**Job:** Could you copy out the records below word for word, starting at their very first line and ending at the line that contains "column 269, row 300", with both of those lines included and the pictures left out of your answer?

**Entries:**
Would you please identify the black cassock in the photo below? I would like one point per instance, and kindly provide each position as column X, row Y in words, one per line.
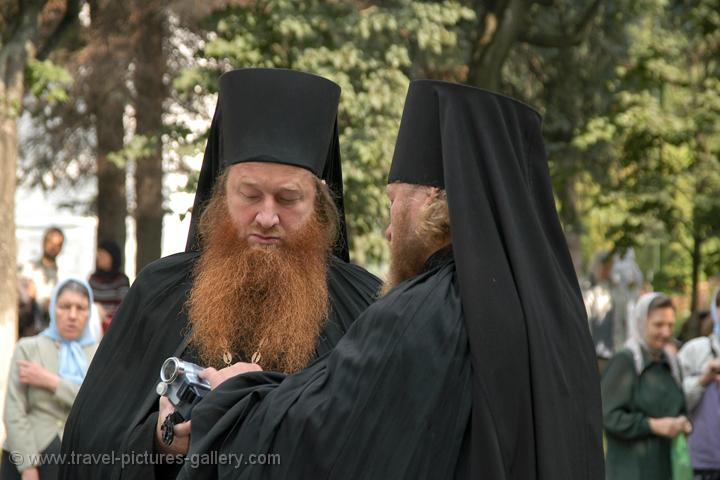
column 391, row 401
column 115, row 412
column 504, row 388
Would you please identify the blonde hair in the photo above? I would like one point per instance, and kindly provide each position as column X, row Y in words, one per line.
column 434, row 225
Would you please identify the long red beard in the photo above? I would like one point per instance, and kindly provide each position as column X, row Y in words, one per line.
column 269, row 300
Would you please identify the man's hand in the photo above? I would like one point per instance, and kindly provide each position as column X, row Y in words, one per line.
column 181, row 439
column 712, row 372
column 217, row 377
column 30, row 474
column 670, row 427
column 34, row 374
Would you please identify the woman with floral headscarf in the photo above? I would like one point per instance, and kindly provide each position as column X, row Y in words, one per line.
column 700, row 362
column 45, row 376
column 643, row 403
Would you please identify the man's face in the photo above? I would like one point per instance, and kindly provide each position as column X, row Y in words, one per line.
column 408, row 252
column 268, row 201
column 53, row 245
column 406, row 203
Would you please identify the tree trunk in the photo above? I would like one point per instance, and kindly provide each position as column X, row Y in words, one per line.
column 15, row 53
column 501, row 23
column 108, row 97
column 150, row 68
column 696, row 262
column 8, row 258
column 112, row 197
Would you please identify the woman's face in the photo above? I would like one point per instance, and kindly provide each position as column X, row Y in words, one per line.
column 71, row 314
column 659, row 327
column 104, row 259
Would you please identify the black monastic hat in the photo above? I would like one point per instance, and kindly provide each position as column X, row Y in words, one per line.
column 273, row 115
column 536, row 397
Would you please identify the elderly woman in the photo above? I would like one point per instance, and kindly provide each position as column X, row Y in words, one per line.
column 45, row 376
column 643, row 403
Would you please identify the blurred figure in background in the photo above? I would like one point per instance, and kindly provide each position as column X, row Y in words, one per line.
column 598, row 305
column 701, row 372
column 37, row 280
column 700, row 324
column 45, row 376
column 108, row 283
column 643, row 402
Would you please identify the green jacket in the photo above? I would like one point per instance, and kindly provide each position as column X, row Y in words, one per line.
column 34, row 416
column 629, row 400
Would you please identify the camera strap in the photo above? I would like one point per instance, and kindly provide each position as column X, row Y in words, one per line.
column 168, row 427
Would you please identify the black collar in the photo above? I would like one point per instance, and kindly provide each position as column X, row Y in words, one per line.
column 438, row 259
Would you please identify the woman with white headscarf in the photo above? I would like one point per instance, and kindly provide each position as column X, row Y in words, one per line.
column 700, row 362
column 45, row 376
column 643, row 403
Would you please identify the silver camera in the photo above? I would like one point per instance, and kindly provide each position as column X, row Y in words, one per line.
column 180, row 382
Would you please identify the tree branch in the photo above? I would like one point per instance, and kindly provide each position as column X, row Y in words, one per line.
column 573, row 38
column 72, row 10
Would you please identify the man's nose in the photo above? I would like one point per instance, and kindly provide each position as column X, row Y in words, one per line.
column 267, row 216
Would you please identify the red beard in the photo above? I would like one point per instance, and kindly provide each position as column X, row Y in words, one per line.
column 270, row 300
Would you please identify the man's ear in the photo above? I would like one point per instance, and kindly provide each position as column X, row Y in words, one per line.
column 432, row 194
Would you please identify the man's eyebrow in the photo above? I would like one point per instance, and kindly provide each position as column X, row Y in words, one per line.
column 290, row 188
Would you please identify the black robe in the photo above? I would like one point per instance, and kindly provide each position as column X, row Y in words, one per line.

**Answer to the exercise:**
Would you please identify the black cassock in the photo below? I would like one point per instance, and kindly provide each position as column X, row Y in words, one per line.
column 391, row 401
column 115, row 412
column 504, row 388
Would you please identify the blonde hair in the photo above? I would like one point per instance, and kindly provide each position as column X, row Y in words, one per line.
column 434, row 225
Would you please identify the long red beard in the photo above? I would like one point per instance, and kindly provide each position as column X, row Y in words, one per line.
column 269, row 300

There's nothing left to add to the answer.